- The task -
All of the data below should be returned exactly.

- Supplied material -
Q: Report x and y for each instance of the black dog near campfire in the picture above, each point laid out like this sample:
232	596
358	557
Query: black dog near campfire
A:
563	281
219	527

- Result below -
Q: Report x and y for each instance of the black dog near campfire in the picture above, each point laid out like this sample:
232	596
358	557
Query: black dog near campfire
A:
563	281
219	527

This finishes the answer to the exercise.